== MATERIAL PROVIDED ==
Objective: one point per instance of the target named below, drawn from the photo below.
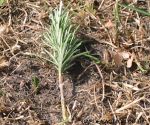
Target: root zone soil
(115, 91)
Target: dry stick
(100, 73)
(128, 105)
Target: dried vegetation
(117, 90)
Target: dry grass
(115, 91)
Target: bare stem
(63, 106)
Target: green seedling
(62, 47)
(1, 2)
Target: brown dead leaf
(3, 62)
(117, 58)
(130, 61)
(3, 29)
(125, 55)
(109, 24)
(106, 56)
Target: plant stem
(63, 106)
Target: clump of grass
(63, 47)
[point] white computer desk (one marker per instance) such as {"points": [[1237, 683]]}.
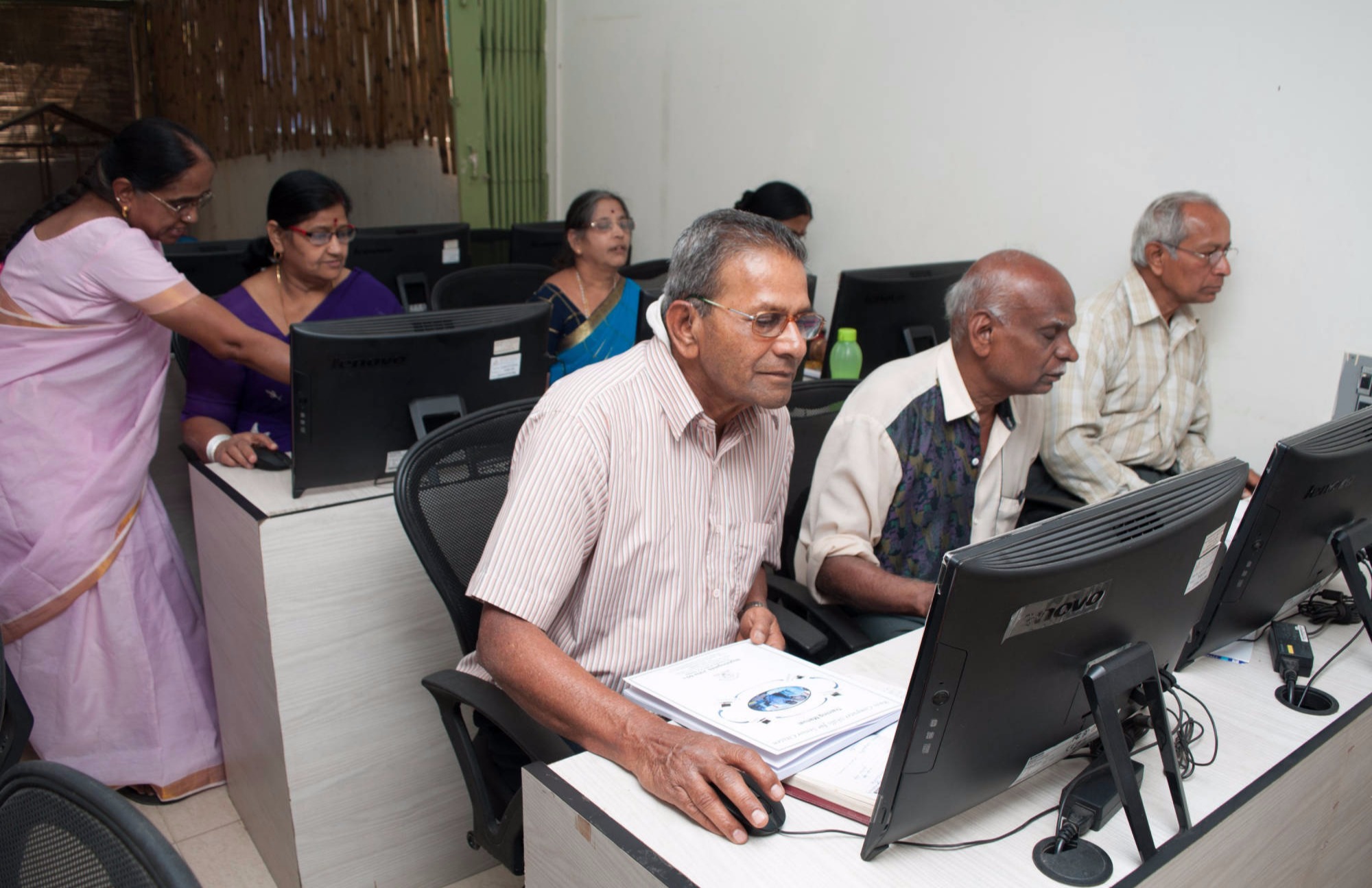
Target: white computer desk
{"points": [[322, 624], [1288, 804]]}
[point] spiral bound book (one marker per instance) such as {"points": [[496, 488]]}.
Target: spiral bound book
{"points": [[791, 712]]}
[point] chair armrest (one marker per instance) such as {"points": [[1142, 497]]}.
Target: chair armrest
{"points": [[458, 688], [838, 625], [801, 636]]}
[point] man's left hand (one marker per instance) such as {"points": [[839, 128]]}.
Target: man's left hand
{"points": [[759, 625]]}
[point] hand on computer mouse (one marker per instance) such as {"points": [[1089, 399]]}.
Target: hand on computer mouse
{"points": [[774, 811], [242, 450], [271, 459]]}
===
- [WHAT TO PRODUCE]: Starting at the line that contains "[point] spiral bound", copy each line through the last one in the records, exactly, and output nothing else.

- [EXERCISE RESULT]:
[point] spiral bound book (one marker per instance) such as {"points": [[496, 488]]}.
Target: spiral bound book
{"points": [[791, 712]]}
[point] chair armrest (one marker per instance) such as {"points": [[1142, 497]]}.
Target: chair armrest
{"points": [[458, 688], [838, 625], [801, 636]]}
[point] man's left hand (one marker per instance) such as {"points": [[839, 128]]}.
Target: man's left hand
{"points": [[759, 625]]}
[point] hand on computer mouse (one marker per instance) such as {"points": [[1089, 399]]}.
Target: hand on computer mouse
{"points": [[774, 811], [242, 450], [271, 459]]}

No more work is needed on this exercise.